* Texto fornecido

◇ ◇ ◇ ◇ ◇ ◇ ◇

Em casos de depressão maior,
o ideal é aguardar 6 a 8 semanas, de dose terapêutica, para avaliar
a fidedignidade da resposta à droga utilizada, porém, pode ser
necessário a utilização de alternativas se, após 4 semanas, o
paciente não apresentar alteração na intensidade dos sintomas,
especialmente na anergia e anedonia. Na distimia, a literatura
recomenda esperar 12 semanas antes da mudança na terapia.
Observam-se os primeiros
resultados, normalmente, entre o sétimo e o décimo - quinto dia
após o início do fármaco. Deve-se atingir o nível sérico mínimo
dos tricíclicos neste período, favorecendo a tolerância aos
efeitos colaterais. As outras classes parecem não ter relação com
níveis séricos.
Os ISRSs usualmente são a
primeira escolha, pela maior adesão dos pacientes e eficácia
comprovada. A venlafaxina, mirtazapina, bupropiona e nefazodona, têm
ganhado força internacionalmente como drogas de escolha. As últimas
três levam à menor disfunção sexual, o que incentiva a
continuidade do uso.
A remissão total dos sintomas
está intimamente relacionada com um número menor de recaídas, e
esta remissão deve ocorrer naquele período (6-8 semanas),
mantendo-se então a dose (efetiva com boa tolerância) por 12 a 18
meses. A redução precoce da farmacoterapia pode induzir recaída.
Após este último período, o desmame gradual da droga deve ser
iniciada.
Em casos recorrentes o uso do
fármaco deve ser continuado por 2 a 5 anos, e se o número de
recaídas for superior a três o tratamento passa a ser continuado
por tempo indeterminado, nas doses aplicadas na fase aguda.
Nos casos de difícil manejo,
sem resposta até a quarta semana, pode-se aumentar a dose (ex.: para
40 mg/dia de paroxetina ou citalopram e até para 200 mg/ dia de
sertralina), e se a resposta for positiva faz-se a manutenção com
estas doses mais elevadas.
Não havendo melhora da sexta
a oitava semana, recomenda-se a troca da classe medicamentosa. Tanto
de tricíclico para ISRS, como vice-versa. Além de drogas de uso
recente, como a bupropiona ou venlafaxina. Ainda a mirtazapina e o
milnaciprano podem ser bem indicados em pacientes com sintomatologia
atípica, como hipersonia, hiperfagia e reatividade do humor.
Existem linhas terapêuticasque estudam a
potencialização dos antidepressivos pela associação com outras
medicações (ex.: carbonato de lítio, metilfenidato,
triiodotironina e pindolol), porém ainda sem evidências
consistentes de eficácia.

◇ ◇ ◇ ◇ ◇ ◇ ◇

* Entradas de dados salvas
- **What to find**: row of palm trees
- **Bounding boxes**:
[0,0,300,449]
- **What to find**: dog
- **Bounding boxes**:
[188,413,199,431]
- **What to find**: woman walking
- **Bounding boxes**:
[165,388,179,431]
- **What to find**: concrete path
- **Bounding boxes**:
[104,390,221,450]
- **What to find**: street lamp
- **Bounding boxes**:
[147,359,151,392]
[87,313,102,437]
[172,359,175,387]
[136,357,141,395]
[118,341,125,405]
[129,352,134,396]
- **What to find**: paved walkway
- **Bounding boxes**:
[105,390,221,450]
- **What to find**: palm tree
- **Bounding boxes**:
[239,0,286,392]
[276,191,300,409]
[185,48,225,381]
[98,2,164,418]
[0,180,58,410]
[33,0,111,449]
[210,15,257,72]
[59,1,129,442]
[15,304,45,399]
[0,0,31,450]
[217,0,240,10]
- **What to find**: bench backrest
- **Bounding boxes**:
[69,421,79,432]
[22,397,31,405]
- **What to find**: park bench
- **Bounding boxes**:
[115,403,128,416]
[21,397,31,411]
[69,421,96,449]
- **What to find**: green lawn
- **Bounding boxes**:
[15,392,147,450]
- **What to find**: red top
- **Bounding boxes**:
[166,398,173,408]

◇ ◇ ◇ ◇ ◇ ◇ ◇

* Exercícios propostos
a. De acordo com o texto sobre o tratamento com antidepressivos, quanto tempo a literatura recomenda esperar, na distimia, antes de mudar a terapia?
b. Dê a continuação do texto sobre o tratamento com antidepressivos a partir do ponto em que ele termina.
As linhas não têm nenhum papel nesta atividade.

* Respostas em ordem
a. 12 semanas.

b.
Existe ainda a possibilidade
da combinação de antidepressivos de espectro de ação distintas,
usados em modo combinado. Como associação entre ISRS com
tricíclicos noradrenérgicos (ex.: citalopram com nortriptilina),
com bupropiona ou venlafaxina para situações de depressão
recorrente, de difícil manejo.
A utilização de inibidores
de monoaminoxidase (IMAO) tem diminuído cada vez mais pelo potencial
de efeitos prejudiciais aos pacientes, como crises hipertensivas,
especialmente quando a dieta destes leva tiramina (presente em
conservas e queijos) em concentrações maiores.
Por fim a
eletroconvulsoterapia (ECT) continua indicada para casos nos quais
todas as possibilidades anteriores falharam, tendo sempre em mente a
necessidade de reavaliação clínico-complementar do paciente.
Realizam-se 3 sessões semanais, num total de 8 a 12 sessões. Quando
a resposta for positiva a manutenção deve ser com drogas
antidepressivas. Pacientes com risco de vida (catatonia grave,
anorexia severa e risco de suicídio) são os mais indicados para
ECT. A situação mais comum de indicação de ECT, como conduta
precoce, são os casos de depressão grave com sintomas psicóticos.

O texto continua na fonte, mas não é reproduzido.